▶ Supplied passage
* * *

While vector databases are well suited for fact-based retrieval across many AI applications, they are not ideal for every type of query.

Workloads such as topic summarization or broad thematic analysis require an LLM to read through all relevant context rather than rely solely on nearest-neighbor matches. In these scenarios, a list index or another non-vector structure may provide faster, more efficient results, since they can quickly surface the first relevant elements without navigating vector space.

Vector databases support a wide range of AI workloads, but the value they deliver varies by role. In most enterprises, users fall into two broad groups: builders, who design and implement AI-driven experiences, and operators, who scale and maintain those systems in production.

Builders create the applications, pipelines and models that rely on vector search, using vector databases to store embeddings and power AI applications.

Operators ensure vector workloads remain scalable and reliable. They manage how vector databases run in production and how they fit into broader data and AI ecosystems.

Organizations have a breadth of options when choosing a vector database capability. To find one that meets their data and AI needs, many organizations consider:

• Types of vector databases
• Integration with a data ecosystem
• Tools for creating and deploying vector databases

There are a few options organizations can choose from, including:

• Stand-alone vector databases: Proprietary, fully vectorized databases such as Pinecone.

• Open source vector databases: Open source solutions such as Weaviate or Milvus, which provide built-in RESTful APIs and support for Python and Java programming languages.

• Data lakehouses with integrated vector capabilities: Data lakehouses with vector database capabilities integrated, such as IBM watsonx.data™.

• Vector extensions for existing databases: Vector database and database search extensions—such as PostgreSQL’s open-source pgvector extension—which provides vector similarity search capabilities. An SQL vector database can combine the advantages of a traditional SQL database with the power of a vector database.

• Search engines with vector support: Platforms such as OpenSearch, which provide built-in vector search features along with RESTful APIs for ingesting and querying embeddings.

An emerging option for running vector workloads is a serverless vector database. Serverless designs remove the need to manage or provision infrastructure, allowing teams to focus on embedding generation and application development rather than cluster operations. Capacity can scale automatically based on query volume and data size, helping teams handle unpredictable workloads without performance tuning.

Serverless vector databases are especially useful for rapid prototyping, event-driven AI applications and development environments where cost control and operational simplicity are priorities.

* * *

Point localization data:
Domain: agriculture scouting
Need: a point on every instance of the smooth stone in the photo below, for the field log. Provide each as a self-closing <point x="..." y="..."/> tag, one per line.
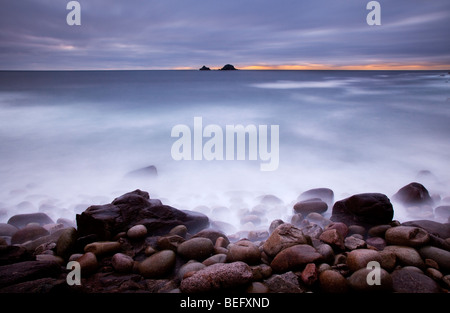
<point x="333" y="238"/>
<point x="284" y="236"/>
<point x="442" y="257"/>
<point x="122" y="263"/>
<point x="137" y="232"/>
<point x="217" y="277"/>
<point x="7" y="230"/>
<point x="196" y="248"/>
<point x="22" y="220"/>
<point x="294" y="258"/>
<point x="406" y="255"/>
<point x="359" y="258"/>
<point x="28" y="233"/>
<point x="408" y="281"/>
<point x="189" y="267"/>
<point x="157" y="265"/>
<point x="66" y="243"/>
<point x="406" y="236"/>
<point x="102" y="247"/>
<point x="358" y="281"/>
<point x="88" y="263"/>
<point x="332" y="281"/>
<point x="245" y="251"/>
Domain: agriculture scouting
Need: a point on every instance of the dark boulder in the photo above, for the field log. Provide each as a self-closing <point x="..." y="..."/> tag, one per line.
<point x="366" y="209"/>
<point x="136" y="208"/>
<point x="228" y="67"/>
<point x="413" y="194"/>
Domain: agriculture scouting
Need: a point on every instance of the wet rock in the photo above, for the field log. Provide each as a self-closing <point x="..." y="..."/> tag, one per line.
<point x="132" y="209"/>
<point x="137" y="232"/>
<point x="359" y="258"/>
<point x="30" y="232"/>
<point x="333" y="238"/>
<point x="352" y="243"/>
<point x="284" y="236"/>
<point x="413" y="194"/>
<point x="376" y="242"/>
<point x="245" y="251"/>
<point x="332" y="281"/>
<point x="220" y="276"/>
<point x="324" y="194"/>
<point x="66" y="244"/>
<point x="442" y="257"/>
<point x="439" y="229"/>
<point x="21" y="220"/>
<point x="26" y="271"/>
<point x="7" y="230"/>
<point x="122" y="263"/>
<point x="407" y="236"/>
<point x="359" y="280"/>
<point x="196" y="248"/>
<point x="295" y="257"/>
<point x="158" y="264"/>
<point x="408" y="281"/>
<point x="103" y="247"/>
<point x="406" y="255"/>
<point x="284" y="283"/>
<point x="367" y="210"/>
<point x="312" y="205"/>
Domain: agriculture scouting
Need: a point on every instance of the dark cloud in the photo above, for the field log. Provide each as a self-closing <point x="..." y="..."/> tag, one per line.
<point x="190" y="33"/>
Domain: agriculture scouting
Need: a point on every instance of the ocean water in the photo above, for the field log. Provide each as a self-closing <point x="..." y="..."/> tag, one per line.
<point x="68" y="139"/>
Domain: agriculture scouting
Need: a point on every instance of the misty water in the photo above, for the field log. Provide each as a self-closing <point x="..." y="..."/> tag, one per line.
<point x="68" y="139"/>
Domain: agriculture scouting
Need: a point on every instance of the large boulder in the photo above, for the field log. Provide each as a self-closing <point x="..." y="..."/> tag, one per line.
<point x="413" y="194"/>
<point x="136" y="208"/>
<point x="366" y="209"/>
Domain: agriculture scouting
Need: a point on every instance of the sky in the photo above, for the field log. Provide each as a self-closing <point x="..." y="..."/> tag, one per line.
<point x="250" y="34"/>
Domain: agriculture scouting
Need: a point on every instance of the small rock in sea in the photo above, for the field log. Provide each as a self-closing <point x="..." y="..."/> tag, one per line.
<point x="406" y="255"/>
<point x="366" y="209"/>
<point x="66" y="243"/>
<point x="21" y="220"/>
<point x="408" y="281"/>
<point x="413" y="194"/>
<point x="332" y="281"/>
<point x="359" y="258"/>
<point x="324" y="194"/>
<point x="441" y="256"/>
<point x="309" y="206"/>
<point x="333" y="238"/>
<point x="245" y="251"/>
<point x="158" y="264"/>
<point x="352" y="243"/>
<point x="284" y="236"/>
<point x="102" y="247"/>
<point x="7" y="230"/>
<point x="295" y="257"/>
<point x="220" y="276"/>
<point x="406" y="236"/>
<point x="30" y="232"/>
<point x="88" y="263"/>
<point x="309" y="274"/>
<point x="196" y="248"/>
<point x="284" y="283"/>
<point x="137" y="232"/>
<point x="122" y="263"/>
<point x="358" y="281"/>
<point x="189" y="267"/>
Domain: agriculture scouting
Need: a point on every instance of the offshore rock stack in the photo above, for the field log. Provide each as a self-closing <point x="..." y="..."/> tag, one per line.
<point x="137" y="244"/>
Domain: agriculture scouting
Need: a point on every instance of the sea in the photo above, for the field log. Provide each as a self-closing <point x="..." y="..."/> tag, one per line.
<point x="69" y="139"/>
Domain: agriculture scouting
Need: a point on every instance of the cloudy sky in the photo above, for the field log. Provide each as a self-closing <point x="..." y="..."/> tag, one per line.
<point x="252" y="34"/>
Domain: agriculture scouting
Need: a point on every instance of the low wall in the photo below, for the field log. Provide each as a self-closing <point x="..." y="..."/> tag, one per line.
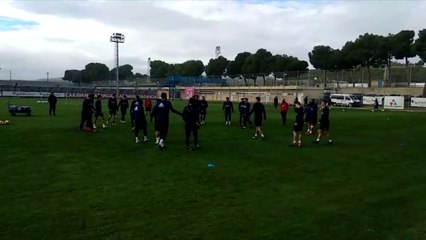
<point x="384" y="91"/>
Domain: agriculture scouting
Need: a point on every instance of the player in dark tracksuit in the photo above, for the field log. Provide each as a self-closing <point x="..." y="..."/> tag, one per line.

* * *

▶ Problem description
Answer these questions from the vector database passage:
(a) What two broad groups do users fall into in most enterprises?
(b) Which PostgreSQL extension does it name as providing vector similarity search?
(c) What do serverless designs remove the need to do?

▶ Result below
(a) Builders and operators.
(b) The open-source pgvector extension.
(c) Manage or provision infrastructure.